Reproduce the passage of the forum thread on the Mesmerize phone's overnight email problem, starting at "# Mesmerize does" and ending at "alerts. Not good!".

### EXTRACT TO READ
· · ·
# Mesmerize does not check email overnight, big problem for my IT alerts!



## TnMezPhone (Dec 17, 2011)

Hi, my mesmerize has CM 7.1.0 with the EH09 radio. At night, my phone does not check email and I miss IT alerts. Not good!
When I wake and unlock/check the phone, all the email arrives from overnight.

WHY? HELP!

I used this thread http://rootzwiki.com...mesmerize-only/

1. Factory reset from inside OS and through Clockwork
2. Odin EE19 with repartitiion
3. Factory reset
4. Odin EH09 with repartition
5. Odin cwm4_fixed_for_cm7-ODIN.tar
6. Factory reset from inside OS and through Clockwork
7. Clockwork update-cm-7.1.0-EH09-Mesmerize-signed.zip
8. auto-reboots to Clockwork
9. Clockwork update-cm-7.1.0-EH09-Mesmerize-signed.zip (yes, it takes 2 times to get CM installed)
10. Clockwork gapps-gb-20110828-signed.zip
11. Factory reset from inside OS and through Clockwork

12. Configure my email. no new apps installed. Set to check every 5 minutes.

I get same from with update-cm-7.1.0-Mesmerize-signed.zip on stock EE19

TIA


----------
· · ·
### DATA RECORDS

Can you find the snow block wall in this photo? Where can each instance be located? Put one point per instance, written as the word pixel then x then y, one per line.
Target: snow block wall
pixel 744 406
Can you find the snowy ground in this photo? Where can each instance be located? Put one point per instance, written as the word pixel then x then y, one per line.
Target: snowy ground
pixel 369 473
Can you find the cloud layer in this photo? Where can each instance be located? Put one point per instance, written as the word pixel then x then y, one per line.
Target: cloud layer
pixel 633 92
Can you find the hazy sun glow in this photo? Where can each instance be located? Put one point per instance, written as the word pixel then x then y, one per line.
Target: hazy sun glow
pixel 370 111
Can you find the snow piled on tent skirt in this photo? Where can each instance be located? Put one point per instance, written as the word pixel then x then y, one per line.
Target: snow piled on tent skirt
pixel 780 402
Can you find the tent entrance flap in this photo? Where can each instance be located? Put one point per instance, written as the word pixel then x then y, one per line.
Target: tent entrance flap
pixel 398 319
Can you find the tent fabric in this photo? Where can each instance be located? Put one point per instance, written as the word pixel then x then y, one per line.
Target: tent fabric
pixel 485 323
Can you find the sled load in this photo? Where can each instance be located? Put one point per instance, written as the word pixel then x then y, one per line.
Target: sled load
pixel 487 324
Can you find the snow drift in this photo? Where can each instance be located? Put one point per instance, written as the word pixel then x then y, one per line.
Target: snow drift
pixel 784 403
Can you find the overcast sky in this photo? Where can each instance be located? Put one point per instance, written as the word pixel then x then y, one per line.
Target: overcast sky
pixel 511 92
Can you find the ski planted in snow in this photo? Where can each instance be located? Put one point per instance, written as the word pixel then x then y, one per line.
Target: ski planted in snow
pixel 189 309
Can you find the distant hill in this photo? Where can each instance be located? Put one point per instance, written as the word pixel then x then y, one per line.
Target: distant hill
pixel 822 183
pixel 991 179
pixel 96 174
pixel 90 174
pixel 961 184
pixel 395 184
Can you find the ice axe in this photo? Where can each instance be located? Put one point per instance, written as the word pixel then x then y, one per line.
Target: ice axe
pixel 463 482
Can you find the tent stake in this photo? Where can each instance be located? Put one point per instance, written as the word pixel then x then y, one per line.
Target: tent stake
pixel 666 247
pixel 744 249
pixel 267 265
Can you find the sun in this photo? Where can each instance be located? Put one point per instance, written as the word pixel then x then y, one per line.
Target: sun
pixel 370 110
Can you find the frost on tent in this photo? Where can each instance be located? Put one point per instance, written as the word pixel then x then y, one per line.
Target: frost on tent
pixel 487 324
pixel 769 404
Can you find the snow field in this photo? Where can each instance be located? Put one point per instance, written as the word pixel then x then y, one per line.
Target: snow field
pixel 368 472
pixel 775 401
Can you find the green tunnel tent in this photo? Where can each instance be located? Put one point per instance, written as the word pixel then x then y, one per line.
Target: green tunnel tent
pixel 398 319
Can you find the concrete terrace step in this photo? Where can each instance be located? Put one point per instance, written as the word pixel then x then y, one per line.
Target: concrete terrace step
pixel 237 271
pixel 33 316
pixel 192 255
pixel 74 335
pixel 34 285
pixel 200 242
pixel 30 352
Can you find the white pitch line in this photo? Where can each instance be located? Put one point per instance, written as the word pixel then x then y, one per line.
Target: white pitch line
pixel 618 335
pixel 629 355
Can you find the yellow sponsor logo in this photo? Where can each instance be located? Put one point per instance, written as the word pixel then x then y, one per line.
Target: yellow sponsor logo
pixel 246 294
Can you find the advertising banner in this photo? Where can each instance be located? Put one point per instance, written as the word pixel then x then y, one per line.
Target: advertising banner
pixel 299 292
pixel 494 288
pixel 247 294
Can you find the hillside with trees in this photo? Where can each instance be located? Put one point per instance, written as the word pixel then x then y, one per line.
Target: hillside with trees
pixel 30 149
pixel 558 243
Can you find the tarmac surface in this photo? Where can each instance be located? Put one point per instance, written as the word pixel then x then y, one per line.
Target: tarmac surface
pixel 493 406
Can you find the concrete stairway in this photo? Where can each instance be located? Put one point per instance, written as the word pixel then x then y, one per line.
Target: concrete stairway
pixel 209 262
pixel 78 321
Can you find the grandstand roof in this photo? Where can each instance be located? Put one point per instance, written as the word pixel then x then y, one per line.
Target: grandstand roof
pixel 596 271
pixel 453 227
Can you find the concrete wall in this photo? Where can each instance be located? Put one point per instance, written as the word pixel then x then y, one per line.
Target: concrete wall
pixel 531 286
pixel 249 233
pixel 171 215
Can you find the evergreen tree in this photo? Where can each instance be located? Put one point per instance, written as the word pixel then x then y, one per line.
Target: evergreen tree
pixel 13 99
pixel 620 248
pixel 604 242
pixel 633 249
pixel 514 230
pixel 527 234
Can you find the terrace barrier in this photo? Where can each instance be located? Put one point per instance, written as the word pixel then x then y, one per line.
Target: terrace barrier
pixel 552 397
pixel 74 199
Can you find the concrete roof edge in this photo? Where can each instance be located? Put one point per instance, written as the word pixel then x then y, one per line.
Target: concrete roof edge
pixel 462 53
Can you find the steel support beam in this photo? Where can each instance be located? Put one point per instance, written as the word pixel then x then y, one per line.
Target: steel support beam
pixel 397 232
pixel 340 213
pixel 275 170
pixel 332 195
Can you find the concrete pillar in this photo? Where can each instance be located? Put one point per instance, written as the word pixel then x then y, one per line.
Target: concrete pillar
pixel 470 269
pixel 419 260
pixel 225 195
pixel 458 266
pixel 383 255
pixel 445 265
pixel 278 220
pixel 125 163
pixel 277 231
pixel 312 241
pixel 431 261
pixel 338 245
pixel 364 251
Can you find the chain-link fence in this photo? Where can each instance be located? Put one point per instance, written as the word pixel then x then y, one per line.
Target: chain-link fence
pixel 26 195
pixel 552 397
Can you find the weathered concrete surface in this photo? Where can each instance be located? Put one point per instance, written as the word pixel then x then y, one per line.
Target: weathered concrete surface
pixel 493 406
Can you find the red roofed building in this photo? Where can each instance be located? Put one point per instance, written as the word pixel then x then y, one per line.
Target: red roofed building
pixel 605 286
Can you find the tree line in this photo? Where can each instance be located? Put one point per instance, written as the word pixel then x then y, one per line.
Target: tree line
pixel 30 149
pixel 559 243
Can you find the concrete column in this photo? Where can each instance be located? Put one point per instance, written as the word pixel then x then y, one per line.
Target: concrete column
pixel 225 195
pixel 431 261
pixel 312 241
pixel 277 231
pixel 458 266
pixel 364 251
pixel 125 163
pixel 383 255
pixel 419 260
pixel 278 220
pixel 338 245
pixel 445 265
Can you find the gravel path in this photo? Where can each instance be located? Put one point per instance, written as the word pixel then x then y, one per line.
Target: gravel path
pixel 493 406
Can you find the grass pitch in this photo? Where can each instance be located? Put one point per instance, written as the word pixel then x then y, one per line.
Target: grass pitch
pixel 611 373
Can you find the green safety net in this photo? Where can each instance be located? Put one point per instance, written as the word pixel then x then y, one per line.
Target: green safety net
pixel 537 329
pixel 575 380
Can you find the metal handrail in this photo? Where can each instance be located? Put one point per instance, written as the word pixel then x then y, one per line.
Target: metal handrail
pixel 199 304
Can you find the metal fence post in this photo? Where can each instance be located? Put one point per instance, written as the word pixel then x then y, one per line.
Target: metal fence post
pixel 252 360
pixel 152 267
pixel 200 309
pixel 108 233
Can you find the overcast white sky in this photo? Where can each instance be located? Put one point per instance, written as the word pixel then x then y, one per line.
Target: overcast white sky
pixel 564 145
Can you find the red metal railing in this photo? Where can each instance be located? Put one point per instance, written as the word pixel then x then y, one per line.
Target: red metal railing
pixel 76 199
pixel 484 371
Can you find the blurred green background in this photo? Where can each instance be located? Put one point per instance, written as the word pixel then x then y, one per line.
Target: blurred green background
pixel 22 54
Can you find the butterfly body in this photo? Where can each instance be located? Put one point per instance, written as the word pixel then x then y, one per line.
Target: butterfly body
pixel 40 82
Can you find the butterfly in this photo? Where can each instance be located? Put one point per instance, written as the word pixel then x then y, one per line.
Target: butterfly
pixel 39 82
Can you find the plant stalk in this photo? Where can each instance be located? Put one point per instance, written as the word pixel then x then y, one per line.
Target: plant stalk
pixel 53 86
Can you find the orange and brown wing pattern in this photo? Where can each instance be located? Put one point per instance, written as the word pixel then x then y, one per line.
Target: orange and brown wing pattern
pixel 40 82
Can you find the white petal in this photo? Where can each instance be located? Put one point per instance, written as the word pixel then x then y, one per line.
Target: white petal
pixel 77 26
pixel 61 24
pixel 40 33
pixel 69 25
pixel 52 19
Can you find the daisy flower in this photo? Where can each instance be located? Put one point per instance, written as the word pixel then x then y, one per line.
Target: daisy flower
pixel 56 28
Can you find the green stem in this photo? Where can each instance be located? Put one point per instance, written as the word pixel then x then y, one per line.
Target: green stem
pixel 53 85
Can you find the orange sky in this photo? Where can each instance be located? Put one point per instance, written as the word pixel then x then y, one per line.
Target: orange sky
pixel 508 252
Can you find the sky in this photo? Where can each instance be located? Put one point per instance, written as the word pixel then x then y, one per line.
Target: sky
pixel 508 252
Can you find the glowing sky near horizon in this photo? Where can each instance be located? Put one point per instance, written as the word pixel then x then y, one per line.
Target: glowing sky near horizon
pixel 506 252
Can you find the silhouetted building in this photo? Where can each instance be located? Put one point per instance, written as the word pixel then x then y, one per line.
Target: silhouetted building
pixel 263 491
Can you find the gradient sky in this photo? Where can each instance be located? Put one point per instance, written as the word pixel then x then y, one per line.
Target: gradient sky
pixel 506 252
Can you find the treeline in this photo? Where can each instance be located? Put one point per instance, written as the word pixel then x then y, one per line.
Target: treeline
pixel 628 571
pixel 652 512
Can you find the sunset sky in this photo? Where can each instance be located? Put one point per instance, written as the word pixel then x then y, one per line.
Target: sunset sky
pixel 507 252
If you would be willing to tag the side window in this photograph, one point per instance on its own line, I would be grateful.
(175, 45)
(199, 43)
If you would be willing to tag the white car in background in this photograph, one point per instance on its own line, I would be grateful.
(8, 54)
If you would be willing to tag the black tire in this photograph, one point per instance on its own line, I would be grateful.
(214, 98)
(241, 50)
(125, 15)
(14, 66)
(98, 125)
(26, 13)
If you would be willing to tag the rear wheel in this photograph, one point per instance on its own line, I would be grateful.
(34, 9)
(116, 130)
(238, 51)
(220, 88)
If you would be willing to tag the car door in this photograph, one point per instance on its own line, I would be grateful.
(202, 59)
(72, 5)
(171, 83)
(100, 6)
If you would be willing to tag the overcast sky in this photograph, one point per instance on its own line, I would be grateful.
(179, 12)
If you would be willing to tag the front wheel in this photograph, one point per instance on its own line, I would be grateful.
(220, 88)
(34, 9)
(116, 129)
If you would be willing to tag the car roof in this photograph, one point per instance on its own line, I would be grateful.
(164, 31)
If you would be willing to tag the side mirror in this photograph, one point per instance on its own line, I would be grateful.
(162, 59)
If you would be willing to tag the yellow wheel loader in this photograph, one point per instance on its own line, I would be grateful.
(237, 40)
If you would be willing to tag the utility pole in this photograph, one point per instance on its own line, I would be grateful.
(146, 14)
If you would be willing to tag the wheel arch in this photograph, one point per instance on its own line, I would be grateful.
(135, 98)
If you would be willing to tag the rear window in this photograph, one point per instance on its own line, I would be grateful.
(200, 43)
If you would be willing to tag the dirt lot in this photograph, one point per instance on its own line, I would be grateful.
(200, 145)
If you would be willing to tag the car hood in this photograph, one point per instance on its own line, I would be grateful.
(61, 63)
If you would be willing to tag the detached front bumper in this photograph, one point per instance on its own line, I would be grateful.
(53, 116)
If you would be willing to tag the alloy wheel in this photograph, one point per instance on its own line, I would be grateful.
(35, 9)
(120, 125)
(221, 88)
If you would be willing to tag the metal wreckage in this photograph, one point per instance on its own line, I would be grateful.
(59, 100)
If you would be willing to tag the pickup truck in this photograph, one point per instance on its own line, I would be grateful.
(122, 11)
· · ·
### SOLUTION BELOW
# Mesmerize does not check email overnight, big problem for my IT alerts!



## TnMezPhone (Dec 17, 2011)

Hi, my mesmerize has CM 7.1.0 with the EH09 radio. At night, my phone does not check email and I miss IT alerts. Not good!